**EXTRACTED TEXT**
Required input files

By default, InSilicoSeq only requires 1 file in order to start generating reads: 1 (multi-)fasta files containing your input genome(s).

If you don’t want to use a multi-fasta file or don’t have one at hand but are equipped with an Internet connection, you can download random genomes from the ncbi with the --ncbi/-k parameter:

iss generate --ncbi bacteria -u 10 --model miseq --output miseq_ncbi

The above command will generate reads from 10 random bacterial genomes from the NCBI

Additionally, you can supply tab separated kingdoms if you wish to have mixed datasets:

iss generate -k bacteria viruses -u 10 4 --model miseq --output miseq_ncbi

The above command will generate reads from 10 random bacteria and 4 random viruses. --ncbi/-k accepts the following values: bacteria, viruses and archaea.

In addition the the 2 fastq files and the abundance file, the downloaded genomes will be saved in miseq_ncbi_genomes.fasta in your current directory.

The --ncbi is compatible with --draft and --genomes so you can combine the 3 options.

Abundance distribution

With default settings, the abundance of the input genomes is drawn from a log-normal distribution.

**THE DATA**
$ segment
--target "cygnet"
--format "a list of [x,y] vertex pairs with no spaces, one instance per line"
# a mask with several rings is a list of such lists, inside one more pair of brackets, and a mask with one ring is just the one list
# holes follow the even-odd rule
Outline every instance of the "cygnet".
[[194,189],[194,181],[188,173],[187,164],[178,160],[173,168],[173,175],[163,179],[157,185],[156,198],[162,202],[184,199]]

**REQUIRED WORK**
Reproduce word for word the portion of the InSilicoSeq text running from "By default, InSilicoSeq" up to and including "viruses and archaea.". The lines above were drawn from a separate source, not from the InSilicoSeq text.

**RESULT**
By default, InSilicoSeq only requires 1 file in order to start generating reads: 1 (multi-)fasta files containing your input genome(s).

If you don’t want to use a multi-fasta file or don’t have one at hand but are equipped with an Internet connection, you can download random genomes from the ncbi with the --ncbi/-k parameter:

iss generate --ncbi bacteria -u 10 --model miseq --output miseq_ncbi

The above command will generate reads from 10 random bacterial genomes from the NCBI

Additionally, you can supply tab separated kingdoms if you wish to have mixed datasets:

iss generate -k bacteria viruses -u 10 4 --model miseq --output miseq_ncbi

The above command will generate reads from 10 random bacteria and 4 random viruses. --ncbi/-k accepts the following values: bacteria, viruses and archaea.